From the line that includes "Point to the white cloud" to the last line of the data, quote each line precisely; both boundary lines belong in the answer.

## [Given data]
-*-*-

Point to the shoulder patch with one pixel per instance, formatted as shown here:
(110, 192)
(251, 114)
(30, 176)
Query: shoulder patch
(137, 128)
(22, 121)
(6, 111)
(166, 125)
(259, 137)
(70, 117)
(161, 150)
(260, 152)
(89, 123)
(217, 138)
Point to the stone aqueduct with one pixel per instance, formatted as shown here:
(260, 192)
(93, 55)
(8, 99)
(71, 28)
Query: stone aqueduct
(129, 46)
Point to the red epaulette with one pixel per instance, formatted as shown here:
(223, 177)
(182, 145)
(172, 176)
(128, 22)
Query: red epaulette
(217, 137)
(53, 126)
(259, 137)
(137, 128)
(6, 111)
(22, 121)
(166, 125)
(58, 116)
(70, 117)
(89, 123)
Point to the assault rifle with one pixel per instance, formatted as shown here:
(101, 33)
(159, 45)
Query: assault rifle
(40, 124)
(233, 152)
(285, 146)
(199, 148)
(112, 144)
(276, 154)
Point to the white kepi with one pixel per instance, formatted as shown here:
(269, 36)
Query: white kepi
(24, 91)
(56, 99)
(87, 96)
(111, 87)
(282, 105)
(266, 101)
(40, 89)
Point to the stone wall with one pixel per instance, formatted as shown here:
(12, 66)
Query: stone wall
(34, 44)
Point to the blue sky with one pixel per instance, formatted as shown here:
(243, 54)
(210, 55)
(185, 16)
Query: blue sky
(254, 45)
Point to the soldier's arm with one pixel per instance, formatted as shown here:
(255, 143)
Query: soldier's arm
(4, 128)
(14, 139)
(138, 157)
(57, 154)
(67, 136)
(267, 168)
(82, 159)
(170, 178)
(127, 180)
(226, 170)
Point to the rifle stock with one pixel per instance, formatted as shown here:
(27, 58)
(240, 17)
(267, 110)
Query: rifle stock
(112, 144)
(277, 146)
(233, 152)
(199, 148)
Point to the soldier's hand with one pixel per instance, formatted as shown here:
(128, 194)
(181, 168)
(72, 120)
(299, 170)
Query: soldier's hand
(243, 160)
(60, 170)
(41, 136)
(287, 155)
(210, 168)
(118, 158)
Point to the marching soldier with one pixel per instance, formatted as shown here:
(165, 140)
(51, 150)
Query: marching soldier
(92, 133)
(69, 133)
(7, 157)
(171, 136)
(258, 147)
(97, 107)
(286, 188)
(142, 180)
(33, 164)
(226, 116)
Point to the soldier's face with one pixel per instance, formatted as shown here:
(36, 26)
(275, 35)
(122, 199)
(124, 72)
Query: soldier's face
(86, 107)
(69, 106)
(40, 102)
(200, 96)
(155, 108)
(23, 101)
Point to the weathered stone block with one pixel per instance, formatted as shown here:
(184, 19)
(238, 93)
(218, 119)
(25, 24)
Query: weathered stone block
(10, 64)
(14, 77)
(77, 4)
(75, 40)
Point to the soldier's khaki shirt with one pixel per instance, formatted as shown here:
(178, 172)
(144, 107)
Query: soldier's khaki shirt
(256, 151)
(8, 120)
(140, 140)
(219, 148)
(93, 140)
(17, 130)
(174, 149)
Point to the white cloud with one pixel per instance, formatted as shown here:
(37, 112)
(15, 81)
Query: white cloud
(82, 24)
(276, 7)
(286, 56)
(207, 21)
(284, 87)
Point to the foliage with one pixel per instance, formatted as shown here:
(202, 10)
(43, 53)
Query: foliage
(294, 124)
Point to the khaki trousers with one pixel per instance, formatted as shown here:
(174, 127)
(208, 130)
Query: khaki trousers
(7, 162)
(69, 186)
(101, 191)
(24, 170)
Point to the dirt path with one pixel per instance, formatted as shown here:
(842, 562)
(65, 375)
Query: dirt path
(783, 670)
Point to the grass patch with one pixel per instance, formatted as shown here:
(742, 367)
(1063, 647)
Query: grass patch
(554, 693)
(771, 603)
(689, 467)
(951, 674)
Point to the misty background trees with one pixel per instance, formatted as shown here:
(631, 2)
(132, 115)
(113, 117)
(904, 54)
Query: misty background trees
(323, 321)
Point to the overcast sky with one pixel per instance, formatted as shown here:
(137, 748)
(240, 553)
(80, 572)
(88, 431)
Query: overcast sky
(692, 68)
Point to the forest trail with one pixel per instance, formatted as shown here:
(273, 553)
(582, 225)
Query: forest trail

-*-*-

## [Exercise response]
Point to the white cloud with one pixel per instance, formatted as shown here:
(37, 112)
(15, 81)
Query: white cloud
(82, 24)
(276, 7)
(286, 56)
(207, 21)
(284, 87)
Point to the foliage with one pixel per instance, formatted as shown here:
(202, 10)
(43, 53)
Query: foliage
(294, 124)
Point to the khaki trousers with one pixel per instance, formatted as shown here:
(174, 127)
(208, 130)
Query: khaki trousers
(7, 162)
(69, 186)
(101, 191)
(24, 170)
Point to the dirt path with one pixel per instance, formatted as shown here:
(842, 562)
(65, 375)
Query: dirt path
(783, 670)
Point to the grass patch with one pixel per instance, formatted as shown here:
(742, 367)
(1063, 647)
Query: grass patch
(554, 693)
(771, 603)
(689, 467)
(951, 674)
Point to the misty background trees with one pixel per instance, formatted as shown here:
(631, 2)
(132, 115)
(113, 117)
(904, 54)
Query: misty background trees
(323, 321)
Point to the overcast sky with one pixel per instance, formatted as shown here:
(137, 748)
(240, 553)
(80, 572)
(88, 431)
Query: overcast sky
(692, 68)
Point to the forest trail with one pixel per instance, formatted as shown here:
(273, 553)
(582, 225)
Query: forest trail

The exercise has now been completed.